(EXERCISE):
Please return the stretch of records below from the first line through the line containing "column 561, row 184", both included, copying each line verbatim.

++++++++++++++++++++

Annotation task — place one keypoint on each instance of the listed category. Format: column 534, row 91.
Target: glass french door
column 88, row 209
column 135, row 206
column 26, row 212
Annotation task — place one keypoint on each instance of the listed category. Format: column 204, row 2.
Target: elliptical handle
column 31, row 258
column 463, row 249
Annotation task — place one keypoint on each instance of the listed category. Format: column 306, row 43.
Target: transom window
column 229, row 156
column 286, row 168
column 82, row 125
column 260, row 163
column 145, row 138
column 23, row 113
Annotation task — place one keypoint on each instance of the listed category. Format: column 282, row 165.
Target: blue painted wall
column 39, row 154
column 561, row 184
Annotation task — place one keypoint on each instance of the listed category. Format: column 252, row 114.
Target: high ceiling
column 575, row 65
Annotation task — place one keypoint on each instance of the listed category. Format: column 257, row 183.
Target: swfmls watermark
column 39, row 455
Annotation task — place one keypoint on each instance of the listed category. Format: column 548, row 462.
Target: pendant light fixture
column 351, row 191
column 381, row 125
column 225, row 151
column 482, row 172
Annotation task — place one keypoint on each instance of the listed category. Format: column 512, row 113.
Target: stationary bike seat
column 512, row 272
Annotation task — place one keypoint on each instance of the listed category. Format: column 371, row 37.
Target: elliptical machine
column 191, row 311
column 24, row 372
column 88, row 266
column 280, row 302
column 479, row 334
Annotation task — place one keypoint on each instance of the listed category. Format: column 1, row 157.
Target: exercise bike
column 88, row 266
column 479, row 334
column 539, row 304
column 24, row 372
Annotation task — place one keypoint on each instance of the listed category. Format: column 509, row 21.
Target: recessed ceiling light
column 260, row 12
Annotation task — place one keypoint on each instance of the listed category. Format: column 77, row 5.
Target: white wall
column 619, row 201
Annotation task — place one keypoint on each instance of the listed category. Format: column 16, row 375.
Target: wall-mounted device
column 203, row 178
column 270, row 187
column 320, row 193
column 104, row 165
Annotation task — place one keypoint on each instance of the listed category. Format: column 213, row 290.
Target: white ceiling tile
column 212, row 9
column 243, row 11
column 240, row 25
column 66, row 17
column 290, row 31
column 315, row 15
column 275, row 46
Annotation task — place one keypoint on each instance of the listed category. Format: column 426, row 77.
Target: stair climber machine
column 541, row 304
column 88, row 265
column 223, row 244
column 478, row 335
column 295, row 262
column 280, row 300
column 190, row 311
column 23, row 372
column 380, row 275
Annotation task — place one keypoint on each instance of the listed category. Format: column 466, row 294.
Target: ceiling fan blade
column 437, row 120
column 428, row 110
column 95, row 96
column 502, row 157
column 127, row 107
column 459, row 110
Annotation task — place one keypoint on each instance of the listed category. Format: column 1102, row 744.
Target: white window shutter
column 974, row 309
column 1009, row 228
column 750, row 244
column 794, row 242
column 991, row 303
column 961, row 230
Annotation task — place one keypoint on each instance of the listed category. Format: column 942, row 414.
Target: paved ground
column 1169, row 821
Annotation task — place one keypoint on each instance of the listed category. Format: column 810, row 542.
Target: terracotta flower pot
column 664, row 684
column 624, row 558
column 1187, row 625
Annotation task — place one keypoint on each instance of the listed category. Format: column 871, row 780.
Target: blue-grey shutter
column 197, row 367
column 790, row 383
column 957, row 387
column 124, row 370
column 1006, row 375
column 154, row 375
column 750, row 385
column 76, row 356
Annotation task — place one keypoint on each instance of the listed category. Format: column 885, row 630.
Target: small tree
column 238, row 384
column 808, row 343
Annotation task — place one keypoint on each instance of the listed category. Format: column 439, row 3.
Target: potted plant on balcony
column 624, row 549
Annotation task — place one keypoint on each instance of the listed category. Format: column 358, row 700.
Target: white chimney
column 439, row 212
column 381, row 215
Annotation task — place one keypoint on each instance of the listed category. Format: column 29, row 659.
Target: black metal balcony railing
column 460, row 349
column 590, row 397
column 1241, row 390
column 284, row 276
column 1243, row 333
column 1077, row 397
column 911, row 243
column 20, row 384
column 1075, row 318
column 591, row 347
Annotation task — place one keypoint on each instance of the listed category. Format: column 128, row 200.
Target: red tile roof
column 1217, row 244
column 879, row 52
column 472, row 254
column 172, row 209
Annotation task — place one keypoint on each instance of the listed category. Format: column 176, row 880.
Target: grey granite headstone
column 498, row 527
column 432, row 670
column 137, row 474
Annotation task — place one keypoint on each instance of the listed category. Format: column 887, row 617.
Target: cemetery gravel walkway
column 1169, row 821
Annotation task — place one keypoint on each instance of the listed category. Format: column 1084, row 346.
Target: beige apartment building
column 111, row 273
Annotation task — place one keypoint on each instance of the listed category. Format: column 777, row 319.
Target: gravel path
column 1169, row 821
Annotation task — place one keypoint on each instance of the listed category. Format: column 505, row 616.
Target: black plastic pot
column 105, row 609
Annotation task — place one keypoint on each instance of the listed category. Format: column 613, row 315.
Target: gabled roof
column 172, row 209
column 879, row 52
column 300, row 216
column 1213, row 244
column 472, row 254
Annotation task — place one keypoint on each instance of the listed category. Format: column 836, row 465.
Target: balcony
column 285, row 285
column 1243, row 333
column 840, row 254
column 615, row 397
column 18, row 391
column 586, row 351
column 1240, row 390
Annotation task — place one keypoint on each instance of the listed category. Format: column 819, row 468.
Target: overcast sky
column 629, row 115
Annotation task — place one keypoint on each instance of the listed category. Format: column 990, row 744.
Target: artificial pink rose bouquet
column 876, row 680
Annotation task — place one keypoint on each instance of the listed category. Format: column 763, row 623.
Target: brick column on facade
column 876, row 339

++++++++++++++++++++

(RESULT OF THIS TASK):
Annotation task — place one keypoint on each instance of the listed category. Format: column 534, row 91.
Target: glass french door
column 88, row 209
column 135, row 206
column 26, row 212
Annotation task — place one keypoint on each instance of the listed category. Format: column 204, row 2.
Target: elliptical handle
column 31, row 258
column 463, row 249
Annotation task — place one keypoint on each instance of the listed category. Format: column 306, row 43.
Target: transom window
column 229, row 156
column 286, row 168
column 82, row 125
column 260, row 163
column 145, row 138
column 23, row 113
Annotation task — place one keypoint on each instance of the listed category. Format: column 282, row 165.
Target: blue painted wall
column 39, row 154
column 561, row 184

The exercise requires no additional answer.